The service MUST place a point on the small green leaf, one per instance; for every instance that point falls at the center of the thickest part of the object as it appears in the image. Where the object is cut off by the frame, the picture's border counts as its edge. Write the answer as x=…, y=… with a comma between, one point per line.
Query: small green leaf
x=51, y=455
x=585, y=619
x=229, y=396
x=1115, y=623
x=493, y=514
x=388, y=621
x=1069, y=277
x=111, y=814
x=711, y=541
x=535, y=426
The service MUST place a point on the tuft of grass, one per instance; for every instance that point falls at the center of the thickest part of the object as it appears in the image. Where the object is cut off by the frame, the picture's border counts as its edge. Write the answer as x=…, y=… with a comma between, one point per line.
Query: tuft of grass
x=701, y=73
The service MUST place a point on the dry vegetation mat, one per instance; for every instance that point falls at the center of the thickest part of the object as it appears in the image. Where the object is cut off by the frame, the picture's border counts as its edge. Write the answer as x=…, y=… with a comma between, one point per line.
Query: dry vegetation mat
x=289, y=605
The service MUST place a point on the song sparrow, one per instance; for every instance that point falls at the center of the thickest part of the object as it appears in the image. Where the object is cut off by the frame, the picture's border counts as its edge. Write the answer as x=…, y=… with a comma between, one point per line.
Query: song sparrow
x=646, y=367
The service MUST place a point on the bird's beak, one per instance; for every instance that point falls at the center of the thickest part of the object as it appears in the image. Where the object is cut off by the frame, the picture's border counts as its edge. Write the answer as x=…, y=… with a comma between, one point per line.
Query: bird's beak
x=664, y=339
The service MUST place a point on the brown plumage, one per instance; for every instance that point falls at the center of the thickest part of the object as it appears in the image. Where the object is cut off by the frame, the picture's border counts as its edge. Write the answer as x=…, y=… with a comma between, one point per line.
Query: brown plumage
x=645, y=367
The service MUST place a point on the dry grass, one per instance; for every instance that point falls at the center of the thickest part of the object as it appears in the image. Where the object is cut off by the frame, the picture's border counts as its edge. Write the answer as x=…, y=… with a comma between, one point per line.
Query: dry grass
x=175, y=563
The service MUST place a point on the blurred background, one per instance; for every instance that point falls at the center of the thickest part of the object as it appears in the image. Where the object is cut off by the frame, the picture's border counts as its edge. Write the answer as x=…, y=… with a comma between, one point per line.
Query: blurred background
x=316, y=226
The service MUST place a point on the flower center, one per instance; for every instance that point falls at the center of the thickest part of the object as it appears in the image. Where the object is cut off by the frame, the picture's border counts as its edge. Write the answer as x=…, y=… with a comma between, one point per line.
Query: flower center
------------------------------
Output all of the records exactly, with nothing omitted.

TASK SOLUTION —
The service MUST place a point on the small green leaf, one per instance; for every instance that point falls at the center of the thickest part of the object as it appears in the image. Where the object is cut off by the frame, the picture's border counts as its edge. Write the answer as x=…, y=… with a comma between, one point per line.
Query: small green leaf
x=51, y=455
x=585, y=619
x=229, y=396
x=1115, y=623
x=493, y=514
x=388, y=621
x=1069, y=277
x=111, y=814
x=711, y=541
x=535, y=426
The service MUST place a point on the tuft of grass, one per instance; for every instance that point falls at the center of the thickest part of the object as it appears in the image. Where the object is cut off by the frame, the picture's border counts as its edge. Write the answer as x=…, y=… with a comma between, one point per line.
Query: tuft of grass
x=701, y=73
The service MUST place a point on the dry vegetation mat, one per instance; for every instance that point falls at the center of the thickest part of the object as it appears in the image. Where the object is cut off by the frame, the picture's border counts as its edge. Write the answer as x=…, y=… with a comma between, one point per line.
Query: dry vegetation mat
x=289, y=605
The service MUST place a point on the song sparrow, one per instance; for every instance that point falls at the center of the thickest part of the object as it appears in the image. Where the object is cut off by the frame, the picture's border counts as its edge. Write the answer as x=…, y=… with a comma between, one point per line.
Query: song sparrow
x=646, y=367
The service MUST place a point on the bird's beak, one per instance; for every instance that point falls at the center of the thickest part of the object as it appears in the image. Where the object is cut off by the frame, the picture's border counts as its edge. Write the answer as x=…, y=… with a comma between, one point per line.
Query: bird's beak
x=664, y=339
The service MUST place a point on the brown plumage, one per instance; for every instance that point falls at the center of the thickest part of the object as it appears in the image. Where the object is cut off by the frame, the picture's border counts as its edge. Write the answer as x=…, y=… with a comma between, one point per line.
Query: brown plumage
x=645, y=367
The service MUST place a point on the dry grass, one per instance; for every instance that point falls at the center of the thickest part of the object as it appears in the image. Where the object is cut off by the frame, the picture's border counts as its edge. Write the answer as x=…, y=… with a comma between, one point per line.
Query: dry grass
x=175, y=563
The service MUST place a point on the blurred background, one per instance; for every instance that point falls at the center of the thickest part of the object as it appears in the image. Where the object is cut off by the frame, the picture's border counts as its edge. Write the answer as x=…, y=… with a comma between, one point per line.
Query: blurred background
x=316, y=226
The service MUST place a point on the flower center, one per instance; for every instance that point falls at the center of the thickest part of the object as it appears in the image. Where the object is cut off by the frame, the picture's border counts as its edge. Write the answer as x=…, y=… with a comma between, one point per line.
Query: flower center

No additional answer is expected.